• Extrait du document:

┌──

Un projet de réforme centré sur le délai de réflexion laissé à l’assuré
Ils sont plutôt satisfaits. Après avoir enduré pendant plusieurs années des critiques virulentes quant à leur comportement sur le marché de l’assurance emprunteur, les établissements bancaires voient dans le récent rapport de l’IGF l’occasion de rétablir quelque peu la balance en faveur de leurs contrats groupes. Au début du mois d’août, alors que l’encre de la loi de Séparation et de régulation des activités bancaires était à peine sèche (n°2013-672 du 26 juillet 2013), le Ministre de l’Economie et des Finances confiait à l’Inspection générale des finances (IGF) une mission consistant à évaluer l’impact de la création d’un droit de résiliation et de changement du contrat d’assurance emprunteur en cours de prêt.

└──

• Données brutes:
┌──

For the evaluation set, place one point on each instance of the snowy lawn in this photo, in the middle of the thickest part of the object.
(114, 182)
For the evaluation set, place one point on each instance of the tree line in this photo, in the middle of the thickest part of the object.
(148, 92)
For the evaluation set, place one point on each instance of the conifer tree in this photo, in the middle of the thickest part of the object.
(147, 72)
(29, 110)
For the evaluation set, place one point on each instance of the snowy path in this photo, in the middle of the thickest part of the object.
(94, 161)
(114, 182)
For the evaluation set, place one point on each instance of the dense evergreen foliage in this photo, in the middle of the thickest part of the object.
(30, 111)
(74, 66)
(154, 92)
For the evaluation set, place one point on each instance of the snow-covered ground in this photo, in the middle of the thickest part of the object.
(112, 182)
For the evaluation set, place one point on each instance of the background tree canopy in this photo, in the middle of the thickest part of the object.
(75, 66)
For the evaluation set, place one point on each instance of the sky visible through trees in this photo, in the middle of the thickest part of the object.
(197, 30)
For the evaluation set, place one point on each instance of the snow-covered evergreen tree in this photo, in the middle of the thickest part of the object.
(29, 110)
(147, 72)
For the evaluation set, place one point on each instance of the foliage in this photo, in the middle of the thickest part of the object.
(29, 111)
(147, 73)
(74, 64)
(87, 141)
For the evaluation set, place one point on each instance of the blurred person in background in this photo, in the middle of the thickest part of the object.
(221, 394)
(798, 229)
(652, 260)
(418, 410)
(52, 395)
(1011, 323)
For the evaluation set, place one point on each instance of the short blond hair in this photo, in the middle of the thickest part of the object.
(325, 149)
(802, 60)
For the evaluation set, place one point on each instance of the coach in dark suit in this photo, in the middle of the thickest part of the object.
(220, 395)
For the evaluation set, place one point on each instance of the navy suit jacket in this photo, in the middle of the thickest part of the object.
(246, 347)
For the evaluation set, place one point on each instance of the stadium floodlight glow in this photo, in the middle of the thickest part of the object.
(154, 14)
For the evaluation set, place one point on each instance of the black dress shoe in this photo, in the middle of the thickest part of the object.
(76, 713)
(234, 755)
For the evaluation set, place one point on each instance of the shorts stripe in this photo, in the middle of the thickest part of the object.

└──

• Énoncés des exercices:
(1) Recopiez fidèlement le passage de l'extrait sur l'assurance emprunteur qui va de "Un projet de" à "cours de prêt.".
(2) Traduisez en anglais cette phrase de l'extrait sur l'assurance emprunteur : « Après avoir enduré pendant plusieurs années des critiques virulentes quant à leur comportement sur le marché de l'assurance emprunteur, les établissements bancaires voient dans le récent rapport de l'IGF l'occasion de rétablir quelque peu la balance en faveur de leurs contrats groupes. »

• Corrigés détaillés:
(1)
Un projet de réforme centré sur le délai de réflexion laissé à l’assuré
Ils sont plutôt satisfaits. Après avoir enduré pendant plusieurs années des critiques virulentes quant à leur comportement sur le marché de l’assurance emprunteur, les établissements bancaires voient dans le récent rapport de l’IGF l’occasion de rétablir quelque peu la balance en faveur de leurs contrats groupes. Au début du mois d’août, alors que l’encre de la loi de Séparation et de régulation des activités bancaires était à peine sèche (n°2013-672 du 26 juillet 2013), le Ministre de l’Economie et des Finances confiait à l’Inspection générale des finances (IGF) une mission consistant à évaluer l’impact de la création d’un droit de résiliation et de changement du contrat d’assurance emprunteur en cours de prêt.

(2) After enduring harsh criticism for several years over their conduct in the borrower insurance market, banks see the recent IGF report as an opportunity to somewhat restore the balance in favor of their group contracts.